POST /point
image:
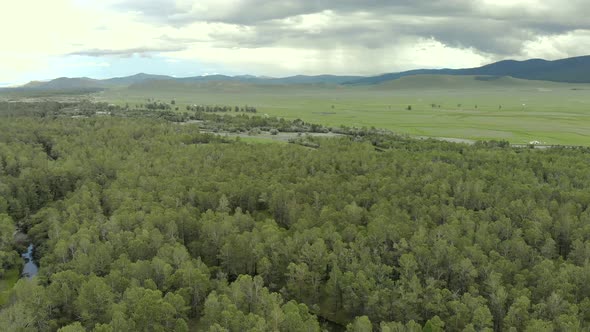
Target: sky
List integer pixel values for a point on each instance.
(45, 39)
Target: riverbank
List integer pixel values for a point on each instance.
(7, 283)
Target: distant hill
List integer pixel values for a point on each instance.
(424, 81)
(137, 78)
(571, 70)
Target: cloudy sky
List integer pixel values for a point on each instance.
(44, 39)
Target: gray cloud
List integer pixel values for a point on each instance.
(494, 28)
(144, 51)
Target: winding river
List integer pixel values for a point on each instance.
(30, 268)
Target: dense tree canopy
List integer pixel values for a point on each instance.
(143, 224)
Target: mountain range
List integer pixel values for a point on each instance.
(570, 70)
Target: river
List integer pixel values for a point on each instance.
(30, 268)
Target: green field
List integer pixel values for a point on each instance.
(466, 107)
(515, 110)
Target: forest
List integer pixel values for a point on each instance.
(141, 223)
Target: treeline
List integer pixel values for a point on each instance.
(141, 226)
(221, 109)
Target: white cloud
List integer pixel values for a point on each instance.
(289, 37)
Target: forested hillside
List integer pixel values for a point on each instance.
(142, 224)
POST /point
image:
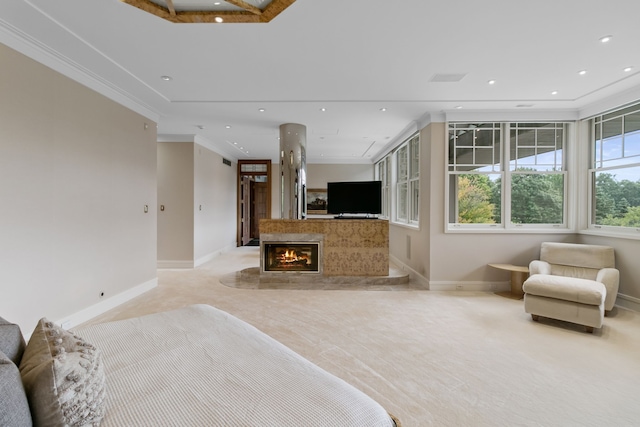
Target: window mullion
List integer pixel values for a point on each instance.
(506, 174)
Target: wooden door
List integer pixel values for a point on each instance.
(258, 206)
(245, 211)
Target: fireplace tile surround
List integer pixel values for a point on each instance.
(350, 247)
(292, 241)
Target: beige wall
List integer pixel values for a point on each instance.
(175, 193)
(447, 260)
(199, 195)
(318, 175)
(450, 259)
(76, 170)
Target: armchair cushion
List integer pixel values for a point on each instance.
(578, 255)
(539, 267)
(583, 291)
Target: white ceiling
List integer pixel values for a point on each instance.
(352, 57)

━━━━━━

Problem details: Rewrite every one of the entries above with "instance" swapped for "object" and nothing else altered. Leave the pictures out.

Written reply:
POST /point
image:
Target: sky
List integer pixel values for a point on each object.
(45, 39)
Target: riverbank
List integer pixel values for a point on each object.
(7, 283)
Target: distant hill
List integer pixel values for a point on each object.
(424, 81)
(137, 78)
(571, 70)
Target: cloudy sky
List integer pixel values for a point on each object.
(44, 39)
Target: gray cloud
List integer pixel values for a point on each object.
(494, 28)
(144, 51)
Target: winding river
List integer pixel values for a point on each object.
(30, 268)
Target: dense tree canopy
List integer pixel values for a point on each object.
(143, 224)
Target: mountain range
List integer pixel values for a point on each object.
(570, 70)
Target: river
List integer pixel values for a point on each object.
(30, 268)
Target: green field
List integer pixel values for a point on each object.
(466, 107)
(515, 110)
Target: forest
List integer pixel values for a point on each object.
(141, 223)
Target: treeline
List integer pixel values for a point on each object.
(141, 226)
(221, 109)
Target: white cloud
List integer pixel values for a point on each object.
(289, 37)
Target: forested hillside
List integer pixel values for a point on each object.
(142, 224)
POST /point
image:
Target: window mullion
List integer pixel values for a point on each object.
(506, 174)
Target: wooden door
List integer pixel values for a point on each object.
(258, 206)
(245, 211)
Target: fireplace tile surround
List integer pixel values for a point on each object.
(350, 247)
(292, 241)
Target: beige wall
List integer pixel values for a point on each object.
(175, 193)
(447, 260)
(199, 195)
(318, 175)
(450, 259)
(76, 170)
Target: armchair cushion
List integer pixel values for a point on each object.
(578, 255)
(539, 267)
(583, 291)
Target: white ceiling
List integer pixel values for a point on each object.
(352, 57)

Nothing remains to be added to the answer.